EXERCISE:
Lines outside the range are not wanted. Give again exactly the lines between the line holding "road, newline-separated, in" and the line holding "column 300, row 13", inclusive, from the listing below.

THE DATA:
--------------------------------

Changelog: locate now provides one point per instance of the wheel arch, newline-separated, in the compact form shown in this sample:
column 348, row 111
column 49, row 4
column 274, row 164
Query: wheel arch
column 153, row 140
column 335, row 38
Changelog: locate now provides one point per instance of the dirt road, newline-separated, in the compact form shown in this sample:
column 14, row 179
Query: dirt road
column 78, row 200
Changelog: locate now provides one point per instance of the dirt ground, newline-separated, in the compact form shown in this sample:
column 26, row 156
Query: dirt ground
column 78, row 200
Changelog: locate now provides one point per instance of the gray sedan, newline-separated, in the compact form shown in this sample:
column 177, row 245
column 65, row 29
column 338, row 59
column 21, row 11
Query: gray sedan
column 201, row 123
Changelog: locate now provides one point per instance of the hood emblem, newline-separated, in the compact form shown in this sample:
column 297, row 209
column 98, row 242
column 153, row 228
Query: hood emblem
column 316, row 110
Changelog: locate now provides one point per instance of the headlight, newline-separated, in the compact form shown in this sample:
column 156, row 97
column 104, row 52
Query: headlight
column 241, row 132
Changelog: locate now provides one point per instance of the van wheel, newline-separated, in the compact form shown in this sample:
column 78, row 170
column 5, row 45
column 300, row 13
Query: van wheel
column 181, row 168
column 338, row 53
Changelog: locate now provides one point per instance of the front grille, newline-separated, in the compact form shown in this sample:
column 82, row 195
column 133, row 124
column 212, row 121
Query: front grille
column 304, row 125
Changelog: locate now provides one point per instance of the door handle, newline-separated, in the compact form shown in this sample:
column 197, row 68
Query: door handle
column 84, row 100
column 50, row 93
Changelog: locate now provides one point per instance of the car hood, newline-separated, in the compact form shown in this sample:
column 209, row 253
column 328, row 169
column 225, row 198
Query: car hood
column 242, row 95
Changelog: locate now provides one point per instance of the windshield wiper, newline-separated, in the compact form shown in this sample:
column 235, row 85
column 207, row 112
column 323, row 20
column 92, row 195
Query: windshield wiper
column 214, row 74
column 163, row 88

--------------------------------

OUTPUT OF THE EXERCISE:
Changelog: locate now provides one point per instance of the dirt road, newline-separated, in the compact form shown in this sample:
column 14, row 179
Query: dirt road
column 78, row 200
Changelog: locate now provides one point per instance of the dirt ground, newline-separated, in the compact form shown in this sample:
column 26, row 156
Query: dirt ground
column 78, row 200
Changelog: locate now provides one point per instance of the gray sedan, newline-separated, in the compact form shown in this sample:
column 177, row 245
column 65, row 29
column 338, row 59
column 21, row 11
Query: gray sedan
column 201, row 123
Changelog: locate now provides one point per instance of the hood emblem, newline-separated, in the compact form shown in this sample:
column 297, row 209
column 98, row 242
column 153, row 228
Query: hood emblem
column 316, row 110
Changelog: locate now provides one point per instance of the headlight, newline-separated, in the compact form shown in this sample:
column 156, row 97
column 104, row 52
Query: headlight
column 241, row 132
Changelog: locate now provides one point per instance of the van wheel, newline-separated, in the compact form shown in this sample:
column 78, row 170
column 5, row 45
column 300, row 13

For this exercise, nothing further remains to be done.